YOUR TASK » Reproduce everything from "The next day" down to "of mass destruction." in the news report on North Korea's nuclear program, word for word.

TEXT UNDER STUDY »
· · · · · · ·
The New York Times WASHINGTON -- Confronted by new American intelligence, North Korea has admitted that it has been conducting a major clandestine nuclear-weapons development program for the past several years, the Bush administration said Wednesday night. Officials added that North Korea had also informed them that it has "nullified" now its 1994 agreement with the United States to freeze all North Korean nuclear weapons development activity.

North Korea's surprise revelation, which confronts the Bush administration with a nuclear crisis in Asia even as it threatens war with Iraq, came 12 days ago in Pyongyang, the North Korean capital. A senior American diplomat, James A. Kelley, confronted his North Korean counterparts with American intelligence data suggesting a secret project was under way. At first, the North Korean officials angrily denied the allegation, according to an American official who was present.

The next day they acknowledged the nuclear program and according to one American official said "they have more powerful things as well." American officials have interpreted that cryptic comment as an acknowledgment that North Korea possesses other weapons of mass destruction.

Administration officials refused to say Wednesday night whether the North Koreans had acknowledged successfully producing a nuclear weapon from the project, which uses highly enriched uranium. Nor would administration officials who briefed reporters Wednesday night say whether, based on American intelligence, they believe North Korea has produced such a weapon.

"We're not certain that it's been weaponized yet," said another official, noting that North Korea has conducted no nuclear testing, which the United States could easily detect.

The idea of a North Korean nuclear arsenal immediately alters the delicate nuclear balance in Asia and confronts the Bush administration with two simultaneous crises involving nations developing weapons of mass destruction: one in Iraq, the other on the Korean Peninsula.
· · · · · · ·
PROVIDED DATA »
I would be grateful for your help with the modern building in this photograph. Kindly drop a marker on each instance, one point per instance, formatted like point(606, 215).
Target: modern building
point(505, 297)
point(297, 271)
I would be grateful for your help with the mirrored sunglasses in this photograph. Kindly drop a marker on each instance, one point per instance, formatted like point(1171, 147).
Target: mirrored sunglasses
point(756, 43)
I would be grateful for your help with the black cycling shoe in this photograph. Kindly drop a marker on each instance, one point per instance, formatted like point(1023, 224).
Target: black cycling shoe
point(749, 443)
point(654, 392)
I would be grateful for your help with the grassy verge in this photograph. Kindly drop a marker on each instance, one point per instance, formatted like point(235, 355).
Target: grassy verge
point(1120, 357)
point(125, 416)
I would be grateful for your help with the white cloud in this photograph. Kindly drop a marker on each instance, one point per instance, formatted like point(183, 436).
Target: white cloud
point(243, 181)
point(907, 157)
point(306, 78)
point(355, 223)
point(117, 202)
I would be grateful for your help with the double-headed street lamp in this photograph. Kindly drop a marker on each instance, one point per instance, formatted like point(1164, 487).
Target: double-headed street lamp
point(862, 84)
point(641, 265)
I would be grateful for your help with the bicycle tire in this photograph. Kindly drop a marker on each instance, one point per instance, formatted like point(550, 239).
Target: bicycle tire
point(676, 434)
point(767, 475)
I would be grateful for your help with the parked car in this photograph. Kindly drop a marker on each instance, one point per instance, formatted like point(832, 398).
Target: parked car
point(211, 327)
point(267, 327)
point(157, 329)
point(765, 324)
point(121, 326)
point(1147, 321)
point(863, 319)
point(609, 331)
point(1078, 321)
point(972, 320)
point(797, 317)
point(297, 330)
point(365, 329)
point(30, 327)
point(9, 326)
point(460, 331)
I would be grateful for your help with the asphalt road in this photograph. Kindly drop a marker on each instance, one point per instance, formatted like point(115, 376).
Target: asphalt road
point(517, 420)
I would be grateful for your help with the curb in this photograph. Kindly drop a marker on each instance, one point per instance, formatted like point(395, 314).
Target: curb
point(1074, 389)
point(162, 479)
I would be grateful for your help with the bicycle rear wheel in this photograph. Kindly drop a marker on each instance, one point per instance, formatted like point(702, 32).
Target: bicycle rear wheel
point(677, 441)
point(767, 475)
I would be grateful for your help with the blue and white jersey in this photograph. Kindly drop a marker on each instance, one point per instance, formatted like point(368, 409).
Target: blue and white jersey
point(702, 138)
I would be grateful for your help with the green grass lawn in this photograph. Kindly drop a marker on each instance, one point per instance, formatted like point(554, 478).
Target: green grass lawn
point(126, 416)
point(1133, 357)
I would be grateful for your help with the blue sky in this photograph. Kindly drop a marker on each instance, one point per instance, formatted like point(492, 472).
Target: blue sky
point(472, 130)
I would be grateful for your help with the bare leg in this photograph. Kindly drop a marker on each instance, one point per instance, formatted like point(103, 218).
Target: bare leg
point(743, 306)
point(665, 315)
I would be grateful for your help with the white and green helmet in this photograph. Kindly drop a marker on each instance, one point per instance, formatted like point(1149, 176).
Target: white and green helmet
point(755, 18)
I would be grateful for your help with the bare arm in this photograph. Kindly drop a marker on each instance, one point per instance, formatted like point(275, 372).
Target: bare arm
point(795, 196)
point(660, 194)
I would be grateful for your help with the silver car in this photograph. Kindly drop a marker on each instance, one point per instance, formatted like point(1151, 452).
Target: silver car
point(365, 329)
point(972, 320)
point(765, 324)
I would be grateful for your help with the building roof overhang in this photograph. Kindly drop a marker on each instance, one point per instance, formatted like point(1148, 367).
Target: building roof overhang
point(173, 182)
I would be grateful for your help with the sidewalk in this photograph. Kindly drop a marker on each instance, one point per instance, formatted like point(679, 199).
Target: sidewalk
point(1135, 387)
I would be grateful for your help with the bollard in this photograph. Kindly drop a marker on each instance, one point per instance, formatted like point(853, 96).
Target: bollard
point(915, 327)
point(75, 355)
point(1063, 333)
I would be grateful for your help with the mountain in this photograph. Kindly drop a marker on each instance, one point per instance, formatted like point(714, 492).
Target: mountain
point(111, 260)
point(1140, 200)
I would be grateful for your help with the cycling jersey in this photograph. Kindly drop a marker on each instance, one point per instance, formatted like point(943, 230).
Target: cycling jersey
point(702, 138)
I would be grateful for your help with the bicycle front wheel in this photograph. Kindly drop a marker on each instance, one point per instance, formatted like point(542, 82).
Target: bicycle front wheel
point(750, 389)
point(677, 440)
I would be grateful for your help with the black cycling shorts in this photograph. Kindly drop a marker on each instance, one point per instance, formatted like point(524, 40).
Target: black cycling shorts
· · · · · · ·
RESULT FOR THIS EXERCISE »
The next day they acknowledged the nuclear program and according to one American official said "they have more powerful things as well." American officials have interpreted that cryptic comment as an acknowledgment that North Korea possesses other weapons of mass destruction.